**PROBLEMS:**
A. Duplicate the part of the Sawyer Q&A starting at "Robert J. Sawyer on" and ending at "Magic 8 Q&A.".
B. Rewrite the entries starting at the line that contains "Find the tree" and ending at the last line of the entries, replacing "drop one marker" with "place a single marker" and keeping everything else the same. Output only those lines.

**TEXT EXCERPT:**
|---|
Robert J. Sawyer on why his characters probably hate him

The author of Quantum Night answers eight questions submitted by eight other authors.
Robert J. Sawyer is the author of the novel Quantum Night. (Bernard Clark)

Robert J. Sawyer is Canada's most successful science fiction writer, not to mention a 2016 Order of Canada recipient.His latest novel, Quantum Night, is about an experimental psychologist who has developed a new method of detecting psychopaths. This book was on the Canada Reads 2017 longlist.

Below, Robert J. Sawyer answers eight questions submitted by eight of hisfellow writers in the CBC Books Magic 8 Q&A.

1. Vincent Lam asks, "Does your personal relationship with your characters change over the course of writing a book? If so, how?"

If I'm doing my job right, my characters should grow to hate me. After all, I'm the puppet master doing horrible things to them getting them beat up, shot at, causing their love affairs to fail, putting endless obstacles in the way of their happiness and so on. If you love your characters, you make it easy on them as you would for a real person you love and that's anathema to drama. As for my side of the equation, my feelings progress as they do in any personal relationship: Hmm, that person seems nice. Oh, he's a bit more complex and needy than he seemed at first blush. Hey, he's got a bit of an attitude, doesn't he? Okay, yeah, it's been fun hanging out with him, but enough for now; let's take a break (meaning changing to a B-storyline and exploring someone else for a while). And, oh, I miss so-and-so; time to check in (and to switch back to the A-storyline).

2. Cordelia Strube asks, "What makes you believe what you write has worth?"
|---|
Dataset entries
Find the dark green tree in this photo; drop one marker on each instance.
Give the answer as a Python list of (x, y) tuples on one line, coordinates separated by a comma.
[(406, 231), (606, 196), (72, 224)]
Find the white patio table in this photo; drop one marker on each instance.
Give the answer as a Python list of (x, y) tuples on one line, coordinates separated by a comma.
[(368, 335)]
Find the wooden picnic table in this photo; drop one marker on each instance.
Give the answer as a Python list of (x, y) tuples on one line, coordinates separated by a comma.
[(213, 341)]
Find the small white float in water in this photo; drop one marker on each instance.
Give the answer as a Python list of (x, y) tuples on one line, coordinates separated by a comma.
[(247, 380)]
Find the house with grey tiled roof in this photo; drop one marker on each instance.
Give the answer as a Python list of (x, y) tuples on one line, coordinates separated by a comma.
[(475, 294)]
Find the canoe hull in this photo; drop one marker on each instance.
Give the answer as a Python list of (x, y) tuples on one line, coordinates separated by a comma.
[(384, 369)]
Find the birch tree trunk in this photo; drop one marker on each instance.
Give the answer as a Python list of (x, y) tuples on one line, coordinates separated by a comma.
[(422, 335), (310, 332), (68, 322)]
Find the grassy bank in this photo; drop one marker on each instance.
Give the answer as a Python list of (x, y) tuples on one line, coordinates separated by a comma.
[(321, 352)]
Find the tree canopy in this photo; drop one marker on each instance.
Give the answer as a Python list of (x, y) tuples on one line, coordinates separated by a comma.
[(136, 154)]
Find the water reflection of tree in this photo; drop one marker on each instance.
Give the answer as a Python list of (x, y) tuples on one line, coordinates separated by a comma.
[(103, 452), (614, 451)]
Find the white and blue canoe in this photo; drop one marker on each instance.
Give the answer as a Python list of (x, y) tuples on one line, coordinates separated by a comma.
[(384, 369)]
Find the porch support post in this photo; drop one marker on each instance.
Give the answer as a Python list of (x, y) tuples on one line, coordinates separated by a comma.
|---|
**EXERCISE RESPONSES:**
A.
Robert J. Sawyer on why his characters probably hate him

The author of Quantum Night answers eight questions submitted by eight other authors.
Robert J. Sawyer is the author of the novel Quantum Night. (Bernard Clark)

Robert J. Sawyer is Canada's most successful science fiction writer, not to mention a 2016 Order of Canada recipient.His latest novel, Quantum Night, is about an experimental psychologist who has developed a new method of detecting psychopaths. This book was on the Canada Reads 2017 longlist.

Below, Robert J. Sawyer answers eight questions submitted by eight of hisfellow writers in the CBC Books Magic 8 Q&A.

B.
Find the tree canopy in this photo; place a single marker on each instance.
Give the answer as a Python list of (x, y) tuples on one line, coordinates separated by a comma.
[(136, 154)]
Find the water reflection of tree in this photo; place a single marker on each instance.
Give the answer as a Python list of (x, y) tuples on one line, coordinates separated by a comma.
[(103, 452), (614, 451)]
Find the white and blue canoe in this photo; place a single marker on each instance.
Give the answer as a Python list of (x, y) tuples on one line, coordinates separated by a comma.
[(384, 369)]
Find the porch support post in this photo; place a single marker on each instance.
Give the answer as a Python list of (x, y) tuples on one line, coordinates separated by a comma.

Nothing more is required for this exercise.